O fantasma do medo

Ás

O fantasma do medo

Em 1948, Lucien Febvre, consagrado historiador, ergueu sua  voz para dizer que a História deveria ser tida como problema  e que um dos mais aflitivos problemas do homem era o amor, a morte, a piedade, a  alegria, a  compaixão e, por que não, o medo? Do seu inconformismo nasceu a “história das mentalidades”, com a  finalidade de preencher esse imenso vazio.

Jean Delumeau atendeu aos  clamores do mestre e  cuidou de proceder a uma vasta pesquisa, que deu origem à  sua História do Medo no Ocidente, livro que  vasculha os idos de  1300 a 1800 e descortinou o medo aterrorizante dos  homens frente às guerras recorrentes, à peste devastadora, o medo da noite obscura, o satanismo, o temor de morrer de  fome, a diabolização da mulher, entre tantos outros que produziram os  sentimentos capazes  de  aniquilar a paz e o sossego humanos.

Embora o medo, ao longo da História, cambiasse sua face  negra, ele nunca  deixou de ser o inimigo número um das  civilizações. “Cantaremos -como proclamou o poeta Drummond de Andrade- o medo dos grandes  sertões, dos mares, do deserto, o medo dos soldados, o medo das mães, o medo das Igrejas, cantaremos o medo dos ditadores, o medo  dos  democratas, o medo  da morte e o medo de depois  da morte, depois morreremos de medo e sobre nossos túmulos nascerão rosas amarelas e medrosas”.
.....
> _INSTRUÇÕES E REQUISITOS_
Por favor, transcreva do texto sobre o medo o trecho que começa em "Em 1948, Lucien" e termina em "o sossego humanos.", sem nenhuma alteração.

> _INFORMAÇÕES FORNECIDAS_
.....
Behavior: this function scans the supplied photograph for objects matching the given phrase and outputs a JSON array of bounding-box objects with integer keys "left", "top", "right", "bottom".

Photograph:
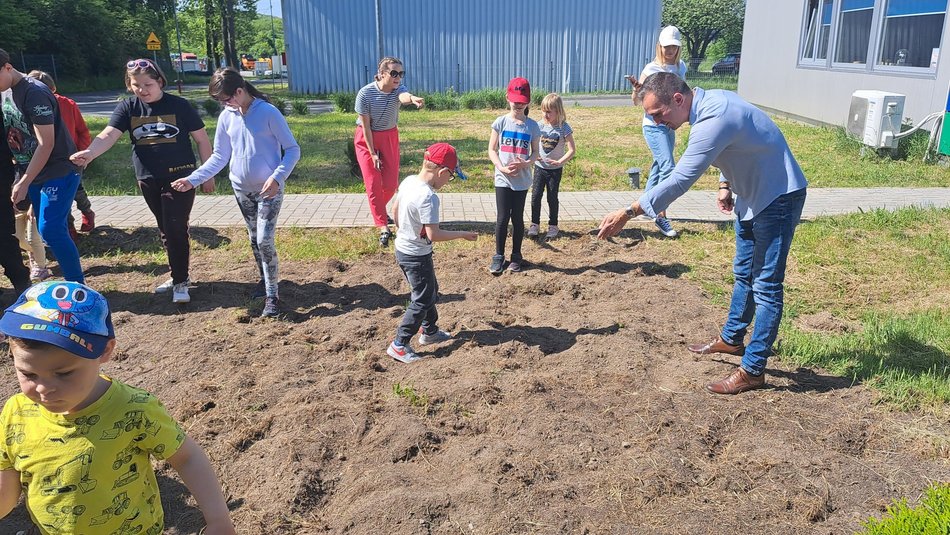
.....
> _RESPOSTA COMPLETA_
Em 1948, Lucien Febvre, consagrado historiador, ergueu sua  voz para dizer que a História deveria ser tida como problema  e que um dos mais aflitivos problemas do homem era o amor, a morte, a piedade, a  alegria, a  compaixão e, por que não, o medo? Do seu inconformismo nasceu a “história das mentalidades”, com a  finalidade de preencher esse imenso vazio.

Jean Delumeau atendeu aos  clamores do mestre e  cuidou de proceder a uma vasta pesquisa, que deu origem à  sua História do Medo no Ocidente, livro que  vasculha os idos de  1300 a 1800 e descortinou o medo aterrorizante dos  homens frente às guerras recorrentes, à peste devastadora, o medo da noite obscura, o satanismo, o temor de morrer de  fome, a diabolização da mulher, entre tantos outros que produziram os  sentimentos capazes  de  aniquilar a paz e o sossego humanos.